Exercise aim
Copy each line below containing "coordinates".

============

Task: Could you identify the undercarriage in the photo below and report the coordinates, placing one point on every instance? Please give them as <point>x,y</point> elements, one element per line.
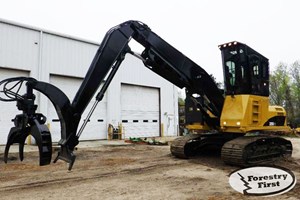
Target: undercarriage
<point>235,149</point>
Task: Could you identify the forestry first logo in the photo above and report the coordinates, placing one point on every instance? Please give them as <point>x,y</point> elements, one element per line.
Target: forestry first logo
<point>262,181</point>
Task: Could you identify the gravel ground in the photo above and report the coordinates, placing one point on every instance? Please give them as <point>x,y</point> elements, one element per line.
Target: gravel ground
<point>117,170</point>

============

Output of the exercise
Task: Could you identify the undercarriage in the photo below and report the coordinates, placing one point on every instance? Please give them as <point>x,y</point> elements, one element per line.
Task: Could you identify the forestry first logo in the photo above and report the coordinates, placing one point on every instance? Please give them as <point>x,y</point> elements, one element per line.
Task: Could you identify the gravel ground in the photo above and report the coordinates, placing one point on every instance? Please give them as <point>x,y</point> elements, one element per line.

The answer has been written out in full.